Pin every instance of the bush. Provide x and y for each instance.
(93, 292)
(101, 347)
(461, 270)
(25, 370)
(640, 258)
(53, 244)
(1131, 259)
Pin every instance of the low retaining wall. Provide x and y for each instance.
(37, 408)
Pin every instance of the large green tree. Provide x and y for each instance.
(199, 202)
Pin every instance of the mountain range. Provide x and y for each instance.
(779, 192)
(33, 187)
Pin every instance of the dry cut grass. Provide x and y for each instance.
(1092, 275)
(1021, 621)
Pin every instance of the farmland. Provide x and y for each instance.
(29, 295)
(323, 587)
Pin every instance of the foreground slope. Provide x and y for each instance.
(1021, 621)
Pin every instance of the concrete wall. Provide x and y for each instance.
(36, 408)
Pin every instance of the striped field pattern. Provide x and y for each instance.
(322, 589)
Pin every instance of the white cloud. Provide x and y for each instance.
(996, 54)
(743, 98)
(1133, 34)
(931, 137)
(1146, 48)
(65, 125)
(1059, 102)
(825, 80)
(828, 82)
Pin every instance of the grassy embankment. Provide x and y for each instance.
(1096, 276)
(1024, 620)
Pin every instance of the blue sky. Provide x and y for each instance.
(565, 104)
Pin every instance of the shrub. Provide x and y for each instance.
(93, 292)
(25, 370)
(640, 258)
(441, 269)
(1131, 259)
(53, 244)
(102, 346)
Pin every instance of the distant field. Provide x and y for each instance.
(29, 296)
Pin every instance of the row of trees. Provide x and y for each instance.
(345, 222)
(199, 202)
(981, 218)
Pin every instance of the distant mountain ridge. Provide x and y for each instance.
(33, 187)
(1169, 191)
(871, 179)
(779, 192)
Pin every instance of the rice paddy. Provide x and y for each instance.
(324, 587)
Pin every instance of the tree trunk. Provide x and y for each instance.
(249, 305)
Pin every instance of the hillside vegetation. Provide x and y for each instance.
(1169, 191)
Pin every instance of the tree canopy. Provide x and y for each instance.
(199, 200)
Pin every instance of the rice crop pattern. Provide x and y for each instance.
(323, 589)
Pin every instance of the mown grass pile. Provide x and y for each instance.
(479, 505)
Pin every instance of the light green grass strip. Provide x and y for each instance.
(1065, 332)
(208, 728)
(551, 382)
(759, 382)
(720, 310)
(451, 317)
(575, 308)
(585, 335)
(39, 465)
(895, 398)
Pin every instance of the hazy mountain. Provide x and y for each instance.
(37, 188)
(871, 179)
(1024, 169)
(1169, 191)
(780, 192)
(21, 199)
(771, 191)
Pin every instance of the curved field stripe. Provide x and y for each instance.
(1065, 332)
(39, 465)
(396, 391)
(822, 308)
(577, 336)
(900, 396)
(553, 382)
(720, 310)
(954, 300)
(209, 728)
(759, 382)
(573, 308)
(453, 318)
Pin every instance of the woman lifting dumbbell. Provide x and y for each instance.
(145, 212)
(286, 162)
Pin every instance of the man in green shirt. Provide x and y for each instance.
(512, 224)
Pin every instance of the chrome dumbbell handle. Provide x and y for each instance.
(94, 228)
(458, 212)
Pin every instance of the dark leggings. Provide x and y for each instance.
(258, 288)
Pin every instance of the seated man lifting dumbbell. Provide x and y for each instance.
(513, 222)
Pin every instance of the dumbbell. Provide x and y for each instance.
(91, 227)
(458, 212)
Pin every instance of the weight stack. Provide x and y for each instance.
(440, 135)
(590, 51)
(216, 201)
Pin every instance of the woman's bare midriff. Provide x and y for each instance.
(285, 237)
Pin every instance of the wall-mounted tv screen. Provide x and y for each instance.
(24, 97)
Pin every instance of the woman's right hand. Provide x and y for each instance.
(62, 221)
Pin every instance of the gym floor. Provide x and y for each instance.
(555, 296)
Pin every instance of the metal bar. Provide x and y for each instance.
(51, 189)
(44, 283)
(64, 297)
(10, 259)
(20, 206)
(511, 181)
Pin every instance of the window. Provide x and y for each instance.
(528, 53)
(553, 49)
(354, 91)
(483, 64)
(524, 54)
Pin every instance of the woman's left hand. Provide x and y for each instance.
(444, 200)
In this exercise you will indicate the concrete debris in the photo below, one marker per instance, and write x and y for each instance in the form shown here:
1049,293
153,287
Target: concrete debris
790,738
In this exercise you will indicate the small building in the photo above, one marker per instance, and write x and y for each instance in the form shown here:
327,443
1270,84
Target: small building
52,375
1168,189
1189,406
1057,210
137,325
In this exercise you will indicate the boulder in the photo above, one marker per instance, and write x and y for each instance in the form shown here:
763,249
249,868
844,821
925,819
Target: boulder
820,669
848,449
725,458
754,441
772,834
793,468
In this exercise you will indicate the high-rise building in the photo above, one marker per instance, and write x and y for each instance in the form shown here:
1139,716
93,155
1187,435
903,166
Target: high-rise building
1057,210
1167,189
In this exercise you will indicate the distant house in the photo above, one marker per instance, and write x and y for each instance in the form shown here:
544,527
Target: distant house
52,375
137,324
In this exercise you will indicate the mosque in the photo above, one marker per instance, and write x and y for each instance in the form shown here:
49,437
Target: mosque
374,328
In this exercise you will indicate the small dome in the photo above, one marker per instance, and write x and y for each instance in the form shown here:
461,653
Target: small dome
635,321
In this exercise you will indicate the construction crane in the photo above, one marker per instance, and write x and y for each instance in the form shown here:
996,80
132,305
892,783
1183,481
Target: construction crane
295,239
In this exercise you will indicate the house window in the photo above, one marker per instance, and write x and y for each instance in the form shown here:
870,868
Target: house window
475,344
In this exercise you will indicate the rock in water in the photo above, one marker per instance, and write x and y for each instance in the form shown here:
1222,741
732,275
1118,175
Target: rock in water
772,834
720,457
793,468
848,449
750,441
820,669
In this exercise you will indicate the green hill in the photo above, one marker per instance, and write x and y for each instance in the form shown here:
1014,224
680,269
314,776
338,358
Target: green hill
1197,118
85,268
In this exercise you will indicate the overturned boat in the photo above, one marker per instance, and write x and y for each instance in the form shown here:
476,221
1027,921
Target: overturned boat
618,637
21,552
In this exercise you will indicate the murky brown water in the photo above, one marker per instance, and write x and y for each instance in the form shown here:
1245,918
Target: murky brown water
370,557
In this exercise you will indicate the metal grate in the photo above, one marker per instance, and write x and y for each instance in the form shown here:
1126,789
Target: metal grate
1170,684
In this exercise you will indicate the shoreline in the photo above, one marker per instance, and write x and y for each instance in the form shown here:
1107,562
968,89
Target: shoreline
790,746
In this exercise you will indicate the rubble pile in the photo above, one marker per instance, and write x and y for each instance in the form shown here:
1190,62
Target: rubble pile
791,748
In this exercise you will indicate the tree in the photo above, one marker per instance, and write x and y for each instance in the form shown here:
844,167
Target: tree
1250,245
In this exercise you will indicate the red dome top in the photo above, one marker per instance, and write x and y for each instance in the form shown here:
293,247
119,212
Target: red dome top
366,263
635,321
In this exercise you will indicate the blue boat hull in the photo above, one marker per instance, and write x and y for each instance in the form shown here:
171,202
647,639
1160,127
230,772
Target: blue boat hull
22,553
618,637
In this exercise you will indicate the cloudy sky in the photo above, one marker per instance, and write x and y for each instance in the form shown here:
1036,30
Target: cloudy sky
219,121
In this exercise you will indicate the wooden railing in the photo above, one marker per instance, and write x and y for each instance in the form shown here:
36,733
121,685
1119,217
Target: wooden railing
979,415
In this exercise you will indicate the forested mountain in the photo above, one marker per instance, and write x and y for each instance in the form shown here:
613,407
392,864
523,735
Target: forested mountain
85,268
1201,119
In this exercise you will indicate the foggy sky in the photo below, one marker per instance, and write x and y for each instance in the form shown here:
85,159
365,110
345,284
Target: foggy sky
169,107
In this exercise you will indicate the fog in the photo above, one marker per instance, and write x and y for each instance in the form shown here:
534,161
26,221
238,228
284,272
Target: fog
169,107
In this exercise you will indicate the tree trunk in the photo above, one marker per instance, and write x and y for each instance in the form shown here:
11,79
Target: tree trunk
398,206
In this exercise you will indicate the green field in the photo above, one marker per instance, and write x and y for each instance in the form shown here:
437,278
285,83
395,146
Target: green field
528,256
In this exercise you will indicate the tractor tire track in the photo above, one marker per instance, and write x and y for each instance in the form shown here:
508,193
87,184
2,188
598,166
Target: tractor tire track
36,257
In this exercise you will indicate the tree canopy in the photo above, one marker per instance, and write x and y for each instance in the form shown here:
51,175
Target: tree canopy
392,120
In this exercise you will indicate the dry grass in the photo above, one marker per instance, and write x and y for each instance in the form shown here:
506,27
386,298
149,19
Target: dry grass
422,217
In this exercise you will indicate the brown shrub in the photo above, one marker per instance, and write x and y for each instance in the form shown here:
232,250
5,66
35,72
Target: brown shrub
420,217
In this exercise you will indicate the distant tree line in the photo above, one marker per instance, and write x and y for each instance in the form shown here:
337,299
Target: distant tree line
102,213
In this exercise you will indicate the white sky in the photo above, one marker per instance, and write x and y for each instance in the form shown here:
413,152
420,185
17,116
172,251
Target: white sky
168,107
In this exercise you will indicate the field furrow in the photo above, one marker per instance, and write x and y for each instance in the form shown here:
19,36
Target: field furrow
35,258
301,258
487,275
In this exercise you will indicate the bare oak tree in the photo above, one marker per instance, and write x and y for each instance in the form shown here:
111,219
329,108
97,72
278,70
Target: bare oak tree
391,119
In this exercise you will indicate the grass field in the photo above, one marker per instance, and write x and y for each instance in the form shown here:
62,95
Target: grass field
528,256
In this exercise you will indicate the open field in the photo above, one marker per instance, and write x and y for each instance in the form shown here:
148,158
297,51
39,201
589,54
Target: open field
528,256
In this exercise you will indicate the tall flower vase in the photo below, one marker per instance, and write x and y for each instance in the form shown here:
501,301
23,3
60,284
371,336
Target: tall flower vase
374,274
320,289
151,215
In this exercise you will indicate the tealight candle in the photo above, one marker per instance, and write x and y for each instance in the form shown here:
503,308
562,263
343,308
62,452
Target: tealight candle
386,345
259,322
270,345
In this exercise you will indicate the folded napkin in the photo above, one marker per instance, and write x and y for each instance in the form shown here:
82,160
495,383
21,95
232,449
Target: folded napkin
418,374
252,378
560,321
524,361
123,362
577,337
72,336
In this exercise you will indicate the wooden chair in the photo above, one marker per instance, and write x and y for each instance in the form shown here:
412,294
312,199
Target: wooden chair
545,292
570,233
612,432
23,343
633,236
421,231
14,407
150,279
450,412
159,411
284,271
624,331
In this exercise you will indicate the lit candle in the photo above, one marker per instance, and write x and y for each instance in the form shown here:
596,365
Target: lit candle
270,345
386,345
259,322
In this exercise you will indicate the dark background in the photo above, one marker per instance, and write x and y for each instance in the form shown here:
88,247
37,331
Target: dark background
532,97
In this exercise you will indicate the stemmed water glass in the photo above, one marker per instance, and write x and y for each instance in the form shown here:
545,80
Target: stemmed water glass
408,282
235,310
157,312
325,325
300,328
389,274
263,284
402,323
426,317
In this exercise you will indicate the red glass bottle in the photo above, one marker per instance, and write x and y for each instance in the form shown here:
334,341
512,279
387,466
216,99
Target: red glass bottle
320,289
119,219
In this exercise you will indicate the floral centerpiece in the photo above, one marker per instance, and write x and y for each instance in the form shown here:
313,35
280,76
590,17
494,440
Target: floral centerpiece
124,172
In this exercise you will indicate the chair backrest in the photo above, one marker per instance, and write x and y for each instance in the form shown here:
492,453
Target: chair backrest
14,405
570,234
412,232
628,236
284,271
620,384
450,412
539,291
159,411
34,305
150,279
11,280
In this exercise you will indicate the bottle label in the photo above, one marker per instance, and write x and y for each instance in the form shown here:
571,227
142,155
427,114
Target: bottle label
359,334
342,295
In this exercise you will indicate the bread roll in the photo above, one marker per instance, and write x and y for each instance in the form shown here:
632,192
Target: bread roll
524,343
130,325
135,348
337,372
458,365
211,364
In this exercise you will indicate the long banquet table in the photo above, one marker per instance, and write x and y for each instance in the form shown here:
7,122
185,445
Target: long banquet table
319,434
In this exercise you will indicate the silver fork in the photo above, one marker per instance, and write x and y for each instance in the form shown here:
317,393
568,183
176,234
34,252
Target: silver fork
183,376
########
Show all lines from the entries that hold "below".

In this exercise you will indicate the concrete debris in the photo below, one marker per instance, and write x and y for each instance in the form shown here:
In this exercise you will indicate the foggy sky in the photo below, one marker per instance, and write x and y for each instance in the form shown here:
In this exercise you will indicate the tall flower vase in the photo below, one marker per instance, and write x and y for each instance in the form shown here:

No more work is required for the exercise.